- [DOCUMENT EXTRACT]:
§ §

Articles
18 February 2022

EU’s controversial labelling of gas and nuclear energy as ‘green’ prompts backlash

The inclusion of nuclear and fossil gas activities under the EU taxonomy has called into question whether the green classification system will still be fit for purpose

The past years’ trail of regulatory developments in the field of sustainability has made it abundantly clear that climate change has top priority in Europe. The EU taxonomy regulation is probably the most far-reaching piece of evidence of the block’s efforts to guide investment towards environmentally sustainable activities, while avoiding greenwashing in the process. However, the European Commission’s recent plans to accept certain nuclear energy and fossil gas activities as environmentally sustainable has raised questions about whether the bar set by the taxonomy will still be high enough.

The EU taxonomy regulation came into force on 12 July 2020 as a unified classification system for the determination of economic activities that would qualify as being environmentally sustainable.

The EU taxonomy identifies the following six sustainability objectives:

  1. Climate change mitigation.
  2. Climate change adaptation.
  3. Sustainable use and protection of water and marine resources.
  4. Transition to a circular economy, waste prevention and recycling.
  5. Pollution prevention and control.
  6. Protection and restoration of biodiversity and ecosystems.

An economic activity is considered environmentally sustainable, and thus taxonomy aligned, if it meets the following criteria:

  1. The economic activity contributes substantially to one of the environmental objectives identified.
  2. The economic activity does not significantly harm any of these environmental objectives.
  3. The economic activity is carried out in compliance with the minimum safeguards.
  4. The economic activity complies with the technical screening criteria, defining the ‘substantial contribution’ (SC) and ‘do no significant harm’ (DNSH) standards.

§ §

- [THINGS TO DO]:
**1)** Translate this sentence from the article on the EU taxonomy into Spanish: "The EU taxonomy regulation came into force on 12 July 2020 as a unified classification system for the determination of economic activities that would qualify as being environmentally sustainable."
**2)** Reproduce the records below word for word, from first line to last, but omit the pictures.

Records of labeled points

§ §

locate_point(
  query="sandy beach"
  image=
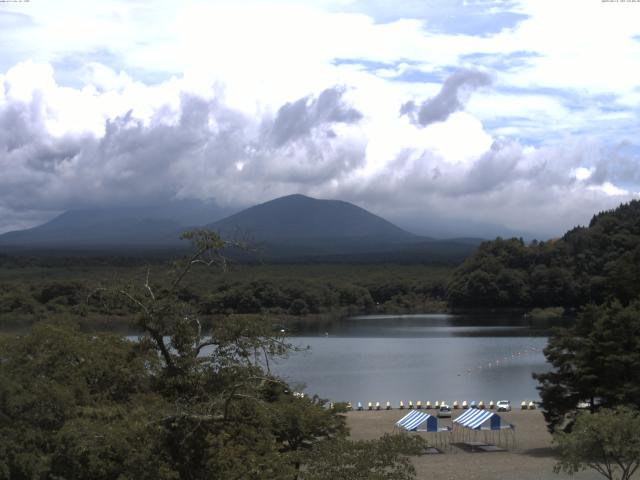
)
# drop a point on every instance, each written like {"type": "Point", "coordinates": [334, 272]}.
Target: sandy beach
{"type": "Point", "coordinates": [531, 458]}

§ §

- [WORKED SOLUTIONS]:
**1)** El reglamento de taxonomía de la UE entró en vigor el 12 de julio de 2020 como un sistema de clasificación unificado para determinar qué actividades económicas podrían considerarse medioambientalmente sostenibles.

**2)**
locate_point(
  query="sandy beach"
  image=
)
# drop a point on every instance, each written like {"type": "Point", "coordinates": [334, 272]}.
Target: sandy beach
{"type": "Point", "coordinates": [531, 458]}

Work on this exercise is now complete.